* [WHAT TO WORK ON]
Reproduce the passage from the Mattel director compensation summary word for word, starting with "Retainer payable annually" and going on through "joins the Board).".
-- START SOURCE EXCERPT --
MATTEL, INC. SUMMARY OF COMPENSATION OF THE NON-EMPLOYEE MEMBERS OF THE BOARD OF DIRECTORS

EX-10.107 7 dex10107.htm SUMMARY OF COMPENSATION OF THE NON-EMPLOYEE MEMBERS OF THE BOARD OF DIRECTORS Summary of Compensation of the Non-Employee Members of the Board of Directors

Exhibit 10.107

 

MATTEL, INC.

SUMMARY OF COMPENSATION OF

THE NON-EMPLOYEE MEMBERS OF THE

BOARD OF DIRECTORS

 

Remuneration

 

Annual Board Retainer:

 

Non-employee members of the Board (each, a “Director”) receive a cash retainer of $100,000 per year.

 

   

Retainer payable annually to new and continuing Directors, as of the date of the Annual Meeting of Stockholders (or, in the case of a new Director who joins the Board between the date of the Annual Meeting and the end of the calendar year, as of the date the Director joins the Board).
-- END SOURCE EXCERPT --
-- START SUPPLIED DATA --
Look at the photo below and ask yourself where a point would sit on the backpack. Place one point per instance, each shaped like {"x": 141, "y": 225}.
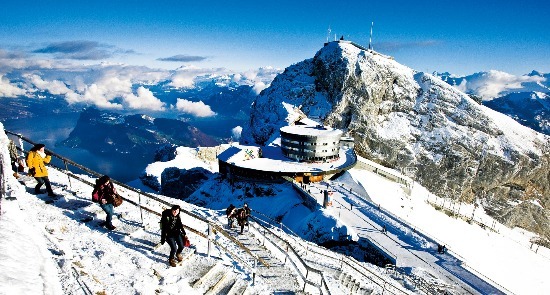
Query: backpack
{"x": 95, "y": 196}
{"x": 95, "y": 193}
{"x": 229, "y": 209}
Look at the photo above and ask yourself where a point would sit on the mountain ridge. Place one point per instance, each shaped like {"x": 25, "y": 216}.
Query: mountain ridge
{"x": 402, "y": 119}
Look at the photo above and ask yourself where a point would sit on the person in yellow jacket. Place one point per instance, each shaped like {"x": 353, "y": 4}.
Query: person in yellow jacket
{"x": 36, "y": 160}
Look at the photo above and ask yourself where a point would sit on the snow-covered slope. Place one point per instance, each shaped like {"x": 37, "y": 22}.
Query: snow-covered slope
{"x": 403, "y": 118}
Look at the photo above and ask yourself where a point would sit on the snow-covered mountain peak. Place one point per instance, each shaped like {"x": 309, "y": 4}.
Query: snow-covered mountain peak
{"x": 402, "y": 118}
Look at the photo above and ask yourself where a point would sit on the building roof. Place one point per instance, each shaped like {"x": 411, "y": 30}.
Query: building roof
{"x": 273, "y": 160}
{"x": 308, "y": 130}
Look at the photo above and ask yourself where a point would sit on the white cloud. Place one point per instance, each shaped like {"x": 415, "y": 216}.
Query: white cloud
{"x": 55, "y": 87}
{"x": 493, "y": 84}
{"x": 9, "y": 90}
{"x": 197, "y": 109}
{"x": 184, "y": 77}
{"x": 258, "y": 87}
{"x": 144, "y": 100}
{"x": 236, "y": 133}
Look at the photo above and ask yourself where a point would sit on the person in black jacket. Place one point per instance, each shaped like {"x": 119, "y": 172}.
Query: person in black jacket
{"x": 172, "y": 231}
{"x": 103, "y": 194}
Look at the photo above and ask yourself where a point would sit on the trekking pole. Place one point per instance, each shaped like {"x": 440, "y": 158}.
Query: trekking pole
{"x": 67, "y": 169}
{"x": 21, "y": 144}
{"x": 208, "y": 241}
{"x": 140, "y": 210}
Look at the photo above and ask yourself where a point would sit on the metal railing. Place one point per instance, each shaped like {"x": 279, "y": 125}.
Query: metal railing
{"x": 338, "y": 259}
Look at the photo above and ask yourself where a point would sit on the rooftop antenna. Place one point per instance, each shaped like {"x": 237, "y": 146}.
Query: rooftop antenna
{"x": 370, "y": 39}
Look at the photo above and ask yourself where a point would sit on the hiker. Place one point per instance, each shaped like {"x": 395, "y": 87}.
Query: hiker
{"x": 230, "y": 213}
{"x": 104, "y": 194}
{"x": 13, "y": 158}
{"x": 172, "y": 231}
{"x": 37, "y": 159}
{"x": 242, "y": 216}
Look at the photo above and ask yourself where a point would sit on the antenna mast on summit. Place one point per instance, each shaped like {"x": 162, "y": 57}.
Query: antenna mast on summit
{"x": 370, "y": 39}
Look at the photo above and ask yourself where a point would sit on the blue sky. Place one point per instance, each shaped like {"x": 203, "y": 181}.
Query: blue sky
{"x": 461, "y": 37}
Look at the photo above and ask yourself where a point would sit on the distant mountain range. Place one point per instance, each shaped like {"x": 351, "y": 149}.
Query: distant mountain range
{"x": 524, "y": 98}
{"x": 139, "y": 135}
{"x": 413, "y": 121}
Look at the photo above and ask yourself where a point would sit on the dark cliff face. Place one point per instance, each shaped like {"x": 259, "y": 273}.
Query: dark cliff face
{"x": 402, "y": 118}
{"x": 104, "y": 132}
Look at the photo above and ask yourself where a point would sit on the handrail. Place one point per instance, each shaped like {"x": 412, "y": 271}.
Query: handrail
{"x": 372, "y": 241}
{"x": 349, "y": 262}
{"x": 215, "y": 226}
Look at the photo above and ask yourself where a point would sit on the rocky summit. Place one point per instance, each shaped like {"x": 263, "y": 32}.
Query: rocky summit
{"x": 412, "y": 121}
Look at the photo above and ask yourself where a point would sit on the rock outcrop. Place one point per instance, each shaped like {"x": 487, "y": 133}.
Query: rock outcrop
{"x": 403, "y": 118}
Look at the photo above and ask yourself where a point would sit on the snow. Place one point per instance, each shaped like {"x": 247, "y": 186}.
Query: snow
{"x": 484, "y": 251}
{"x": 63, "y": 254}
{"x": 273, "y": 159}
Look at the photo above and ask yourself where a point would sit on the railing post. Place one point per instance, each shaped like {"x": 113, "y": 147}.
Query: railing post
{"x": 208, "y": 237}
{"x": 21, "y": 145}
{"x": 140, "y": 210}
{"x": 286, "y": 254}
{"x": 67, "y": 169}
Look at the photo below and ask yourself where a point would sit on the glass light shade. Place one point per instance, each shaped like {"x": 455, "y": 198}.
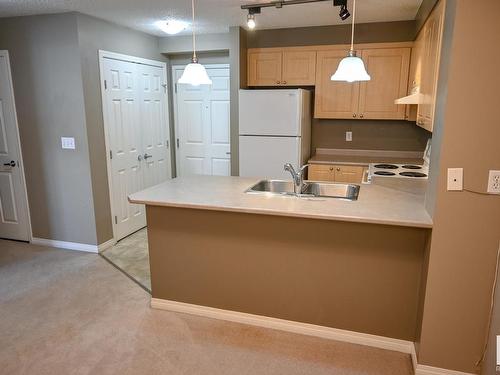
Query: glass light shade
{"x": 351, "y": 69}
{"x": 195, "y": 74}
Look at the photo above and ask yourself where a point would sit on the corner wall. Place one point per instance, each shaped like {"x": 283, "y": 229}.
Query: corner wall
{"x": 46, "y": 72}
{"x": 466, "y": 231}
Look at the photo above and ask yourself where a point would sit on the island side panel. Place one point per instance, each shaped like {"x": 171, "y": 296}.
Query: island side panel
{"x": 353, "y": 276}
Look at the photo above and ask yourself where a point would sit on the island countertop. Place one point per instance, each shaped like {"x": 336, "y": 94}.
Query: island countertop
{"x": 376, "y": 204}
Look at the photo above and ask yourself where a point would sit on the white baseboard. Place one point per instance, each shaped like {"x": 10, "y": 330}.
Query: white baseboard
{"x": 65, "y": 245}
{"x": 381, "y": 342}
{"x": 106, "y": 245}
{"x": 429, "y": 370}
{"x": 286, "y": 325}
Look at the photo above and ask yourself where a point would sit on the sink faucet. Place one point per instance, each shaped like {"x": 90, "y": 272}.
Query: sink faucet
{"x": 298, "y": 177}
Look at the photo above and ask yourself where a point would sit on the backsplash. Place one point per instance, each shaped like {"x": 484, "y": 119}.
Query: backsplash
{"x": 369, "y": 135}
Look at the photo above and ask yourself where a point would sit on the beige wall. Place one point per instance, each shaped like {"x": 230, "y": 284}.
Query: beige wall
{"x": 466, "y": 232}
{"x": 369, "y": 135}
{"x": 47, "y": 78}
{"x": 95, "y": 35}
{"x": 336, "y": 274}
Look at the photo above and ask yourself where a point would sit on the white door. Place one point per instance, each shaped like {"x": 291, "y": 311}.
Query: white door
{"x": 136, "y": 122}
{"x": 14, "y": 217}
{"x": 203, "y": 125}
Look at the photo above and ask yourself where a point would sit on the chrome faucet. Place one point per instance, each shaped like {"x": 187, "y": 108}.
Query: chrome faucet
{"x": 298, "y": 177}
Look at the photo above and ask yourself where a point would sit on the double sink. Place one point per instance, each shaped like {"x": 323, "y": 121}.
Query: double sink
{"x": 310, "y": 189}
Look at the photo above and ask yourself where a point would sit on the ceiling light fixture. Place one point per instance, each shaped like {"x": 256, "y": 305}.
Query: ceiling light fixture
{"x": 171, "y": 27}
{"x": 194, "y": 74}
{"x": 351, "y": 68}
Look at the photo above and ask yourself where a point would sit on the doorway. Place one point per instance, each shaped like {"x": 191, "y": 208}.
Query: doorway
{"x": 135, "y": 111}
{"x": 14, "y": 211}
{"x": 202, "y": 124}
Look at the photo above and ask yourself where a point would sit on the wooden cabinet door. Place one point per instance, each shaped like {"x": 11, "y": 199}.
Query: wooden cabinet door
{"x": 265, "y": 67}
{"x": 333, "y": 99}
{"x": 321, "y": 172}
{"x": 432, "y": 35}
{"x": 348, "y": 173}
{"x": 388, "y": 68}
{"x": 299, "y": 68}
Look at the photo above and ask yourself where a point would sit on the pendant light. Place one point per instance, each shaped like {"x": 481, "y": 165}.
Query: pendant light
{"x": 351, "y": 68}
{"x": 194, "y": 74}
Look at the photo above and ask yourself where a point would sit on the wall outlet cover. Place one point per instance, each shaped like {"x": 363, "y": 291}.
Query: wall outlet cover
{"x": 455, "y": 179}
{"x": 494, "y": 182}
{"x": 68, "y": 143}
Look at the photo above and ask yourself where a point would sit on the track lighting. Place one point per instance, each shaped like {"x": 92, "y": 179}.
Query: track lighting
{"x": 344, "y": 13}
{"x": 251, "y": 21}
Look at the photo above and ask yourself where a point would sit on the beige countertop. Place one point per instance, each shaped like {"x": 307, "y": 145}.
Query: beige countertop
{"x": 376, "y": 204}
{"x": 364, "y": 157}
-- END SUPPLIED DATA --
* [REPLY TO THE EXERCISE]
Retainer payable annually to new and continuing Directors, as of the date of the Annual Meeting of Stockholders (or, in the case of a new Director who joins the Board between the date of the Annual Meeting and the end of the calendar year, as of the date the Director joins the Board).